Exercise details ▸ Lines holding the string "with" are the ones to copy; find them all in the data.

** Available data follows **

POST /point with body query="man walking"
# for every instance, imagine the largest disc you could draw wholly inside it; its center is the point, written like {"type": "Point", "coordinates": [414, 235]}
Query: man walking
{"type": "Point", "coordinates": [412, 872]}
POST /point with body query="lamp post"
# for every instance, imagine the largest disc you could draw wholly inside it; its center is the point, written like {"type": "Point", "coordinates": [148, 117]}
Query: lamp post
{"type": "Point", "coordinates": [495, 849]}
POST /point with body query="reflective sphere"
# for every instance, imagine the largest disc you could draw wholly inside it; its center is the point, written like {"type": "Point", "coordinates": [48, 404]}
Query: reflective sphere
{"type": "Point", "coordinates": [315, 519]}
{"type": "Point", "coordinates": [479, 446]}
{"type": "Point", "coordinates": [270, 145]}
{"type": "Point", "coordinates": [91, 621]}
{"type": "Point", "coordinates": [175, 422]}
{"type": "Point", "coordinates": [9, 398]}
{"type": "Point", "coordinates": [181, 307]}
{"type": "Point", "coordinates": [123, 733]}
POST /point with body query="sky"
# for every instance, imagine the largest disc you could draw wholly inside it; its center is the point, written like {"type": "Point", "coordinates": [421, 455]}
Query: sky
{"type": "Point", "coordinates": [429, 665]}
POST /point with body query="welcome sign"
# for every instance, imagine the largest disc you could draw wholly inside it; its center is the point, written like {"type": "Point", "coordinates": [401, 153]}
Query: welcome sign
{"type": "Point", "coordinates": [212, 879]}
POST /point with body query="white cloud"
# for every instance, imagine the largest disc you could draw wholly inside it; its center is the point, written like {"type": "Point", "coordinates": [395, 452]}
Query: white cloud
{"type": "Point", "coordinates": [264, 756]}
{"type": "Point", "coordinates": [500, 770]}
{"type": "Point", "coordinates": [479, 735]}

** End of Available data **

Problem solution ▸
POST /point with body query="man walking"
POST /point with body query="lamp post"
POST /point with body query="reflective sphere"
POST /point with body query="sky"
POST /point with body query="welcome sign"
POST /point with body query="white cloud"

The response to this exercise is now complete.